INSTRUCTIONS FOR THE TASK: Copy exactly the lines that run from the top of the listing to the line containing "like (115, 405).", both ends included, and omit the pictures.

--- START ---

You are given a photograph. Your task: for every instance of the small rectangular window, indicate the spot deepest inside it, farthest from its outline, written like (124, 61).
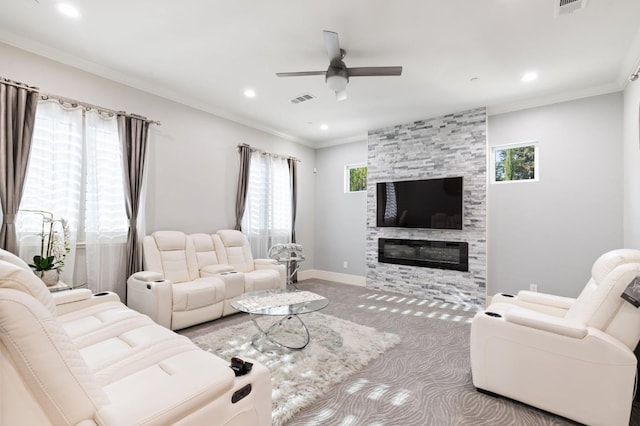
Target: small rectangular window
(515, 162)
(355, 178)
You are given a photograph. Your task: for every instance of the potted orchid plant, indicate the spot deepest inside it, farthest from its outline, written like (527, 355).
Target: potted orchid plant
(54, 247)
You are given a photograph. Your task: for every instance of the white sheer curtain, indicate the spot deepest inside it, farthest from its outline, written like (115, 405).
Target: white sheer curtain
(106, 221)
(267, 215)
(54, 180)
(75, 172)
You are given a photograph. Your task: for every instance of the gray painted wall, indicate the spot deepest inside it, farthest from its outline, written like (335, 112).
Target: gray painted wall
(340, 217)
(193, 167)
(632, 166)
(550, 232)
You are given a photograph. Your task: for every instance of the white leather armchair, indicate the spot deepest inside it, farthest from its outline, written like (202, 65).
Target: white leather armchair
(191, 279)
(171, 290)
(572, 357)
(260, 274)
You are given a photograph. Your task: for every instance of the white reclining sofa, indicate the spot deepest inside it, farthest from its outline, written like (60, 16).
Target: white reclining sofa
(191, 279)
(572, 357)
(76, 358)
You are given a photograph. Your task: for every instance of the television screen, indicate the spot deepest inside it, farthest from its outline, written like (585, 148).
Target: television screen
(428, 203)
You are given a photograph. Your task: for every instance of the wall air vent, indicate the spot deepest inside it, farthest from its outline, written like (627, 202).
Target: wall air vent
(565, 7)
(302, 98)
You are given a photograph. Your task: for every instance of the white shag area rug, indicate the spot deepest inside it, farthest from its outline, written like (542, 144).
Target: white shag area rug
(338, 348)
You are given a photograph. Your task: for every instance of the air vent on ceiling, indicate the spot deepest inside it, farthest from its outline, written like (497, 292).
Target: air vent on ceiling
(302, 98)
(565, 7)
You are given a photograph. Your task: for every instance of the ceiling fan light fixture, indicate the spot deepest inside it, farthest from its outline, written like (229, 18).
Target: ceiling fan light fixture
(337, 83)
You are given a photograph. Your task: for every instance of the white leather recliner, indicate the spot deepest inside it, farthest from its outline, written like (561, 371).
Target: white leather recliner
(571, 357)
(76, 358)
(191, 279)
(171, 290)
(259, 274)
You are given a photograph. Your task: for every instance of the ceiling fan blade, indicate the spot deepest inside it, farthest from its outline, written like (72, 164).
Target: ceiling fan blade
(341, 96)
(373, 71)
(300, 73)
(333, 45)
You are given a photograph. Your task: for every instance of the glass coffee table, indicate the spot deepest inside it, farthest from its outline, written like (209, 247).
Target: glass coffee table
(287, 304)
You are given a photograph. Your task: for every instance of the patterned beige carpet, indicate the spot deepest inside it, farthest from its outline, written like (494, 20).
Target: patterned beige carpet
(423, 380)
(337, 349)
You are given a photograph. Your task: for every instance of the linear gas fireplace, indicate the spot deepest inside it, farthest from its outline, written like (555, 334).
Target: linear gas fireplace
(430, 254)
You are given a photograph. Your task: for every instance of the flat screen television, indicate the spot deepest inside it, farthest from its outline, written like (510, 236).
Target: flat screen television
(428, 203)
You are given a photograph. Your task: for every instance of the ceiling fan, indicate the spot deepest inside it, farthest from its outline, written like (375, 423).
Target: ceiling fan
(337, 75)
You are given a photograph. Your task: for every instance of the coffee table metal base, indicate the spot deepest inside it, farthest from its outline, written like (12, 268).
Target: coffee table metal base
(268, 333)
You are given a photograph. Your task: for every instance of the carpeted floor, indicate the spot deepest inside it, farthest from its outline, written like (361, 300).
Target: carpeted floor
(424, 380)
(300, 377)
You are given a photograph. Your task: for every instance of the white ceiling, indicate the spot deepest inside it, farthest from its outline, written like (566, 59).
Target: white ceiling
(456, 54)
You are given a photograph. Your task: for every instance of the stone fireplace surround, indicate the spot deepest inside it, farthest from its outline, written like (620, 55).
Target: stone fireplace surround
(451, 145)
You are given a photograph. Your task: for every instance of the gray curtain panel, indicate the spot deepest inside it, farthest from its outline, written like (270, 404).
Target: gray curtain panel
(244, 152)
(133, 137)
(293, 173)
(17, 119)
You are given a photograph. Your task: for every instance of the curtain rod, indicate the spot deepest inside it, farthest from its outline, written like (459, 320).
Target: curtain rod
(268, 153)
(73, 102)
(634, 76)
(86, 105)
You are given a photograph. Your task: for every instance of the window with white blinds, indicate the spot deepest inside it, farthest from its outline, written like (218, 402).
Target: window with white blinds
(75, 171)
(267, 215)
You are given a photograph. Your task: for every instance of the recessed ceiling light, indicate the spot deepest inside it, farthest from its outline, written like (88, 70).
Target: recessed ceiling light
(69, 10)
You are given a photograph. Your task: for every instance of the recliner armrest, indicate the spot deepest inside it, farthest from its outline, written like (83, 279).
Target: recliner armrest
(64, 297)
(545, 322)
(152, 297)
(546, 299)
(210, 270)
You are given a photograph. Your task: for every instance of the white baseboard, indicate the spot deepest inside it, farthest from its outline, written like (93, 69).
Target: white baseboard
(332, 276)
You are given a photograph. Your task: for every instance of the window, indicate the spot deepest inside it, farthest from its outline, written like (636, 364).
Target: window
(75, 171)
(355, 178)
(515, 162)
(268, 215)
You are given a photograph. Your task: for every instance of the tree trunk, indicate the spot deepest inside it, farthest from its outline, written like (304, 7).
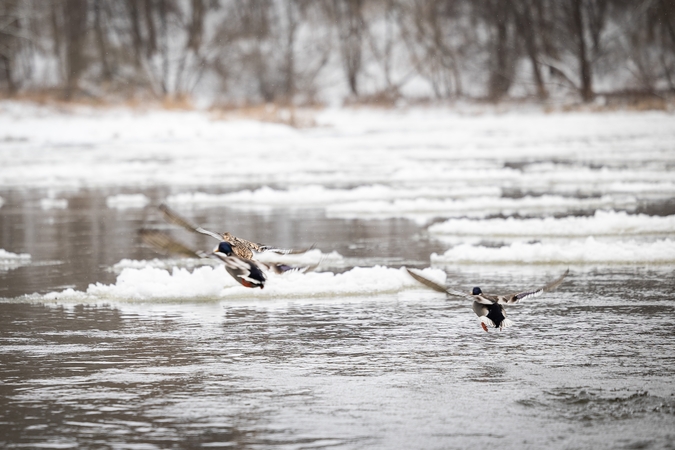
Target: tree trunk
(585, 73)
(75, 21)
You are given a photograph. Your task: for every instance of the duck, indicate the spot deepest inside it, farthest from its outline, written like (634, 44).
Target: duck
(247, 272)
(490, 307)
(244, 271)
(240, 247)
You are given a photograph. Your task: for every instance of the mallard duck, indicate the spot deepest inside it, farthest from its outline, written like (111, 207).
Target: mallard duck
(245, 271)
(235, 265)
(489, 307)
(240, 247)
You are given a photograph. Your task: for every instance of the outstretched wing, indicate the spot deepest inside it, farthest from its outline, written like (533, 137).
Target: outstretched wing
(433, 285)
(175, 218)
(535, 293)
(242, 247)
(166, 244)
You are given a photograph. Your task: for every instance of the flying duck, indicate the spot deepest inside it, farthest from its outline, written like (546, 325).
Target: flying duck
(247, 272)
(490, 307)
(240, 247)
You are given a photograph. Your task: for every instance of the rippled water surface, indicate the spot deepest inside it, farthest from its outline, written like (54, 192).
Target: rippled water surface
(588, 366)
(106, 344)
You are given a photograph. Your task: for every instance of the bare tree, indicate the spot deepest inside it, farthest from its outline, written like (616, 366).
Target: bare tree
(10, 32)
(74, 31)
(350, 26)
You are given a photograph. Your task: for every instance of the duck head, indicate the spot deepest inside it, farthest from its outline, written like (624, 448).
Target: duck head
(224, 247)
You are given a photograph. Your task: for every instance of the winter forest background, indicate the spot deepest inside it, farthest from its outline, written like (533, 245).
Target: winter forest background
(301, 52)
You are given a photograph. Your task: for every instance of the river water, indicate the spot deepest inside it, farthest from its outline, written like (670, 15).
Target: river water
(589, 366)
(103, 344)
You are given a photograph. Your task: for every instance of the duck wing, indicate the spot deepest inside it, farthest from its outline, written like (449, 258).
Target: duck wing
(175, 218)
(241, 246)
(433, 285)
(166, 244)
(537, 292)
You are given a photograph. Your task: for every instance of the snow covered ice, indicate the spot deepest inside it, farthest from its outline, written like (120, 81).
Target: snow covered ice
(518, 187)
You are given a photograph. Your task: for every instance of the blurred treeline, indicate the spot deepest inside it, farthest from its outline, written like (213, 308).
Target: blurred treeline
(235, 52)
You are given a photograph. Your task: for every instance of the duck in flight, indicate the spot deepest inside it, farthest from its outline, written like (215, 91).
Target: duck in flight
(490, 307)
(240, 247)
(246, 272)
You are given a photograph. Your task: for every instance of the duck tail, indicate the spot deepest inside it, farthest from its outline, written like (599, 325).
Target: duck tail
(505, 323)
(487, 322)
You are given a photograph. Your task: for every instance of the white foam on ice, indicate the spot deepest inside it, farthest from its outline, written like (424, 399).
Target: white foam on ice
(476, 207)
(313, 258)
(585, 251)
(607, 223)
(319, 196)
(209, 283)
(127, 201)
(419, 147)
(53, 203)
(9, 260)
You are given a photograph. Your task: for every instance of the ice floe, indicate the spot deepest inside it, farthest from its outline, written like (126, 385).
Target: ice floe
(312, 258)
(601, 223)
(9, 260)
(584, 251)
(53, 203)
(127, 201)
(213, 283)
(319, 196)
(476, 207)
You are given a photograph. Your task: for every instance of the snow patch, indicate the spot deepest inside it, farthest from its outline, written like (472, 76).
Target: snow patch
(127, 201)
(588, 251)
(601, 223)
(214, 283)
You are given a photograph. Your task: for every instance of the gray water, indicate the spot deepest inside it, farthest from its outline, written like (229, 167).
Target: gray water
(588, 366)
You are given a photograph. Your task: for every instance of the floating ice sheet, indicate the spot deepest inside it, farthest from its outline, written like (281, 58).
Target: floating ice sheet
(127, 201)
(320, 196)
(9, 260)
(584, 251)
(476, 207)
(601, 223)
(214, 283)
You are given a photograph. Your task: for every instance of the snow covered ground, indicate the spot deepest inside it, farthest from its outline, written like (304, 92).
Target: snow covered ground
(521, 187)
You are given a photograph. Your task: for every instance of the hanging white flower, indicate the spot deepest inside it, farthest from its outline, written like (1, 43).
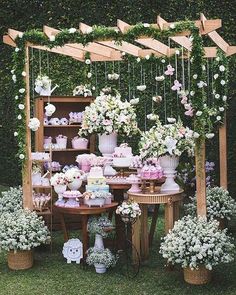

--- END ---

RESPONSE:
You are given a photograph. Your task: for every instance of the small rectangular window, indicate the spot deepest inside it, farthest from its outline, written like (124, 61).
Target: small rectangular window
(515, 162)
(355, 178)
You are given a photograph. Your task: for every instance of the potted orchid plant, indicate the spot deepest inside it, farthest from its outline, written like (527, 355).
Target: potted orchid plant
(54, 247)
You are given a photograph. Your task: for every instance of the white sheer curtain, indicate the spot deepest inside it, farthest from its outline, written like (115, 405).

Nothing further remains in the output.